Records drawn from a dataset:
========

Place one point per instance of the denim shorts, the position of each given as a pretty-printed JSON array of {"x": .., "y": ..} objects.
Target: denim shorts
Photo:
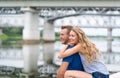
[{"x": 99, "y": 75}]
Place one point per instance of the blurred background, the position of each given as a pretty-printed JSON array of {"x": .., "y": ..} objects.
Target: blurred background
[{"x": 30, "y": 43}]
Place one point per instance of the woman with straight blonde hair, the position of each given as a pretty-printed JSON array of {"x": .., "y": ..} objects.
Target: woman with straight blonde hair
[{"x": 91, "y": 57}]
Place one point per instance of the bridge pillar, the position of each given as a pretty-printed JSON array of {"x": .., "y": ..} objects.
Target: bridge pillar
[
  {"x": 31, "y": 22},
  {"x": 48, "y": 52},
  {"x": 30, "y": 55},
  {"x": 48, "y": 32},
  {"x": 109, "y": 40}
]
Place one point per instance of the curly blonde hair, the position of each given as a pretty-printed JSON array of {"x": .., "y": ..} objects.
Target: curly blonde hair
[{"x": 91, "y": 52}]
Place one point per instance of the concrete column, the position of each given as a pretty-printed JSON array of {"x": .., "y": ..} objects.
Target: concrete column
[
  {"x": 48, "y": 52},
  {"x": 109, "y": 40},
  {"x": 0, "y": 43},
  {"x": 30, "y": 55},
  {"x": 31, "y": 32},
  {"x": 1, "y": 31},
  {"x": 48, "y": 32}
]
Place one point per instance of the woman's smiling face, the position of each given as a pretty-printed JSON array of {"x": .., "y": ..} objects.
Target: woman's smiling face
[{"x": 73, "y": 37}]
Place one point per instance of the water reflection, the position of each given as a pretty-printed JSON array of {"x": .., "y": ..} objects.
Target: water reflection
[
  {"x": 30, "y": 57},
  {"x": 37, "y": 60}
]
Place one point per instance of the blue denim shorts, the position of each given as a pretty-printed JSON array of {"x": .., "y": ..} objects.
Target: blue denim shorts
[{"x": 99, "y": 75}]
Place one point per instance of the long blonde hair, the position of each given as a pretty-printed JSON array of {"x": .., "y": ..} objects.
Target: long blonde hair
[{"x": 91, "y": 52}]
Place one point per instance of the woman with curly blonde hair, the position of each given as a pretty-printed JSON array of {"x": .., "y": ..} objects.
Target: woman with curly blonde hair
[{"x": 90, "y": 56}]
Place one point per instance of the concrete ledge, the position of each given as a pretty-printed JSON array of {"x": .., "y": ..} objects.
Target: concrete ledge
[{"x": 115, "y": 75}]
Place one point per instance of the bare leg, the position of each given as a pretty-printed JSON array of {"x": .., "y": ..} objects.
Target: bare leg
[{"x": 76, "y": 74}]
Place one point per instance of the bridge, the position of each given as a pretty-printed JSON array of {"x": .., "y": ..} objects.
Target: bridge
[{"x": 52, "y": 10}]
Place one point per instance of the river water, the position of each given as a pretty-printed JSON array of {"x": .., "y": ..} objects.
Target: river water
[{"x": 19, "y": 61}]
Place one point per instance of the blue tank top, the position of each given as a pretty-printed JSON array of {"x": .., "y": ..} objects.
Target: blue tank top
[{"x": 74, "y": 61}]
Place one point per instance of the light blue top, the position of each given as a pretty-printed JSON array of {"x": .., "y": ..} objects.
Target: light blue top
[{"x": 96, "y": 66}]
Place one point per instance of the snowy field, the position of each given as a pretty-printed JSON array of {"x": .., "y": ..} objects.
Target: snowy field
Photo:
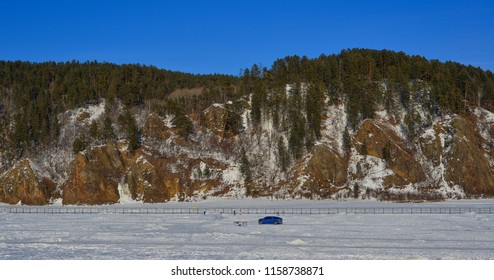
[{"x": 214, "y": 236}]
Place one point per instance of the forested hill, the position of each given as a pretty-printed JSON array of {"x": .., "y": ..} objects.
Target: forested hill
[
  {"x": 366, "y": 79},
  {"x": 33, "y": 94},
  {"x": 361, "y": 123}
]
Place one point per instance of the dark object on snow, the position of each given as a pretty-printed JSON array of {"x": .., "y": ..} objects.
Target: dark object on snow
[{"x": 273, "y": 220}]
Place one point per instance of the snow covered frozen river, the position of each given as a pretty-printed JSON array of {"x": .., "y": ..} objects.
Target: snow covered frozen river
[{"x": 213, "y": 236}]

========

> _What you should do_
Pictures are not part of the copy. Extract exactly the lines from the line containing "Place one point per instance of the river" through the final line of the entries above, both included.

> _Answer box_
Place one point per instance of the river water, the position of each given as a pretty-printed JSON array of {"x": .., "y": ..} objects.
Target: river water
[{"x": 19, "y": 61}]
Place one point per instance of the blue tank top, the position of each given as a pretty-printed JSON array of {"x": .., "y": ..} objects.
Target: blue tank top
[{"x": 74, "y": 61}]
Place one point per instance of the light blue top, the position of each given as a pretty-printed JSON array of {"x": .., "y": ..} objects.
Target: light blue top
[{"x": 96, "y": 66}]
Place one point per instance of the snowy field, the position of each given as a pretty-printed JSON array of {"x": .., "y": ..} objects.
Target: snowy field
Photo:
[{"x": 214, "y": 236}]
Place one point per instance of the forested hill, the position of each given as a pretty-printed JSON array of {"x": .., "y": ..} objects.
Target: forested hill
[
  {"x": 366, "y": 79},
  {"x": 33, "y": 94},
  {"x": 361, "y": 123}
]
Place one point per instance of the dark object on snow, the position of each given as a pretty-printed JSON array of {"x": .., "y": ..} objects.
Target: dark object on snow
[{"x": 273, "y": 220}]
Place one point per instance of the snow covered frozen river, the position of each given as a pretty-printed JSON array of {"x": .., "y": ..} objects.
Target: snow covered frozen river
[{"x": 213, "y": 236}]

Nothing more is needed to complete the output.